[PROVIDED DATA]:
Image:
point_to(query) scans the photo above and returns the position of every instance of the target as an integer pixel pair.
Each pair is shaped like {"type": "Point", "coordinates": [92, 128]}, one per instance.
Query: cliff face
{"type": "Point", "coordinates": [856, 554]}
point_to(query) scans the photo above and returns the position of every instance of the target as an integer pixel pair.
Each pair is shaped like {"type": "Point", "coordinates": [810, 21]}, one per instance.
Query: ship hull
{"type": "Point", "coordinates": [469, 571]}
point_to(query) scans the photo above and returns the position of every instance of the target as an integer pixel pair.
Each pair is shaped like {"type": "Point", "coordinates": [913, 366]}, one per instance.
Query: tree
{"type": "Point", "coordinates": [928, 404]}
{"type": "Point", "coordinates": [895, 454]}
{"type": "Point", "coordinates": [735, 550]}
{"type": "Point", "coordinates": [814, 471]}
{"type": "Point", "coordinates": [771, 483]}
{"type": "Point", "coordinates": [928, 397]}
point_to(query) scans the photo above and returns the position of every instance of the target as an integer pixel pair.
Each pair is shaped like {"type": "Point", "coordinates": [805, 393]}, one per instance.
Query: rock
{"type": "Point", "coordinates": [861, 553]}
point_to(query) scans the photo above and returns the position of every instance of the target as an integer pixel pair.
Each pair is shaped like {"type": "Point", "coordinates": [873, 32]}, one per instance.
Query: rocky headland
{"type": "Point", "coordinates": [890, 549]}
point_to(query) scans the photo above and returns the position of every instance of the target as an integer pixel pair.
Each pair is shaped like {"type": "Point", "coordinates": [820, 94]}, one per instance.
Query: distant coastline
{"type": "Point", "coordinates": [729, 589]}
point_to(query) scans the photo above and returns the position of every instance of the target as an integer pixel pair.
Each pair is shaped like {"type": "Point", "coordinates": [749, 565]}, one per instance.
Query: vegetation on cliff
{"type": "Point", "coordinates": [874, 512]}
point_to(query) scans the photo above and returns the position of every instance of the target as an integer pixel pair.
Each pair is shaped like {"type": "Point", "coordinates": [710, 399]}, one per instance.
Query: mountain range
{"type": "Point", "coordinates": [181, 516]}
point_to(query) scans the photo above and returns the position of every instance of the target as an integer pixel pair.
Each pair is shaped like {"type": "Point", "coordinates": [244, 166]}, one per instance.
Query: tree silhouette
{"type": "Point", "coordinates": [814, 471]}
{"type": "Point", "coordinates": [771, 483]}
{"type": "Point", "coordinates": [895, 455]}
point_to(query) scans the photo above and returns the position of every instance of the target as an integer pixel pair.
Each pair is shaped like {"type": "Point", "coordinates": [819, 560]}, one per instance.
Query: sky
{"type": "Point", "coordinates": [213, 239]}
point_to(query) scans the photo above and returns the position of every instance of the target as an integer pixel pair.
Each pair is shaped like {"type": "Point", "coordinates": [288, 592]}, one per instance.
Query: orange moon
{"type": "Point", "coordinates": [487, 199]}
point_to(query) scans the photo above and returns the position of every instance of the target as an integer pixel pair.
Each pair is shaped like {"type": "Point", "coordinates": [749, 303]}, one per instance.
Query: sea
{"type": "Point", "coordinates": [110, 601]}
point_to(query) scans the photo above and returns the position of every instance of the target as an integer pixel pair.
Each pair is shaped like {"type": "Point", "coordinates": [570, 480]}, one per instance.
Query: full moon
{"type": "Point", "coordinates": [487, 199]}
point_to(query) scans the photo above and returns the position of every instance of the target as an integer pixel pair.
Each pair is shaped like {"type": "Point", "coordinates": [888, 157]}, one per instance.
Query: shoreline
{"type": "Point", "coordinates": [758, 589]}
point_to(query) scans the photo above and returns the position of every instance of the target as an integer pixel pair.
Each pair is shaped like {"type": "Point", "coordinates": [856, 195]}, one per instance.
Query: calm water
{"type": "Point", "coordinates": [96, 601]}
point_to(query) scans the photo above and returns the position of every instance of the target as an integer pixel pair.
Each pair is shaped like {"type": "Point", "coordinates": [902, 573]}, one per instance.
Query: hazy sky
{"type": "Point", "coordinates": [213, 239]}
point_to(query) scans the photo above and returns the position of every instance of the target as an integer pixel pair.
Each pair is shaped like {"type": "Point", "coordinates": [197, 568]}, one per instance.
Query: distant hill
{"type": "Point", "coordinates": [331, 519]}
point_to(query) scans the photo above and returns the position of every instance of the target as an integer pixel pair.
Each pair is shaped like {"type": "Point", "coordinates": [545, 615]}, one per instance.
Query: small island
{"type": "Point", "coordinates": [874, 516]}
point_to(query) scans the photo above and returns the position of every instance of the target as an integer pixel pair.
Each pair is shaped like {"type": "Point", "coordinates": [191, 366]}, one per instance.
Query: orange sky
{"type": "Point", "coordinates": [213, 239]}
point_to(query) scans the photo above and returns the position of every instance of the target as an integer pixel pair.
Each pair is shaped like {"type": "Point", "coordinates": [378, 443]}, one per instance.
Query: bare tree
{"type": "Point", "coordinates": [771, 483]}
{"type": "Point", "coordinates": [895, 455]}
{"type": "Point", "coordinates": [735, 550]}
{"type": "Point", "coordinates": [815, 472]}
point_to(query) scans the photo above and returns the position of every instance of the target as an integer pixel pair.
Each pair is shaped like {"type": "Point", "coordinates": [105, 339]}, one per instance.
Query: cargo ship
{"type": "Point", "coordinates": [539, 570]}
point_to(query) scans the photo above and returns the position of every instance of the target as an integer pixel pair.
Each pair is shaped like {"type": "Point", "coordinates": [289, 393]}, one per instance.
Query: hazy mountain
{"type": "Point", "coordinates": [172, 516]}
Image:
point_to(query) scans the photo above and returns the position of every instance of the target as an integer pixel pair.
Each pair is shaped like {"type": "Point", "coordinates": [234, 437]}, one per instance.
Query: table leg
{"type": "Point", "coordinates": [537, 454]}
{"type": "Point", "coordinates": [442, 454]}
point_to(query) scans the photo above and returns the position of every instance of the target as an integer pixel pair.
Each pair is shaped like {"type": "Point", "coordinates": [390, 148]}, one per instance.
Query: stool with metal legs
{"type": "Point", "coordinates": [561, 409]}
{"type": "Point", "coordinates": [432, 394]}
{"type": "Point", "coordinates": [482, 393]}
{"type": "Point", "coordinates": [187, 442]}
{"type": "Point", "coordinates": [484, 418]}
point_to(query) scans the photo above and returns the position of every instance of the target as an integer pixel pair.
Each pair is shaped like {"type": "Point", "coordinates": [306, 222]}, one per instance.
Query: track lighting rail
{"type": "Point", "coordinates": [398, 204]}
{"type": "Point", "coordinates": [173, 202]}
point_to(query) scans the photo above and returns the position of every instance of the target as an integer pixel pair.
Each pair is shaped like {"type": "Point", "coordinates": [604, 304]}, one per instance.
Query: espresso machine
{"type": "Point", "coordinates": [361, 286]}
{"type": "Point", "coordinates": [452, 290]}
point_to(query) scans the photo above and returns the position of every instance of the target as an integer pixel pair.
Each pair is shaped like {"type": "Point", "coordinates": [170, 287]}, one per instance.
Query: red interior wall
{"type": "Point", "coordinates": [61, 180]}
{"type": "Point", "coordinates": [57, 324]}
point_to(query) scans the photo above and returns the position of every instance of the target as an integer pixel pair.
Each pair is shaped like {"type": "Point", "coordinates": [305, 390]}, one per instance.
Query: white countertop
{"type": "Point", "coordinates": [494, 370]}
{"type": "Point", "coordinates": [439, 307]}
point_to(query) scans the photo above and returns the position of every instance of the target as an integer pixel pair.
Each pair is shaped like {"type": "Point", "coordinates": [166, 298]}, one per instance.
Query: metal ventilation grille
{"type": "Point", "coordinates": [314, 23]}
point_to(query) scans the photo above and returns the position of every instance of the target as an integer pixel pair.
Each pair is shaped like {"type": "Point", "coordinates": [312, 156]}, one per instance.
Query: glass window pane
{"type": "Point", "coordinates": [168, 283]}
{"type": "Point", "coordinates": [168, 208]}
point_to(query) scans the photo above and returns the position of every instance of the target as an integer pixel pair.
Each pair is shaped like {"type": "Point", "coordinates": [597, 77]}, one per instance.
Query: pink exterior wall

[SHORT TASK]: Count the lines in the items above that contain the word "metal", and reply with that number alone.

[OUTPUT BELOW]: 2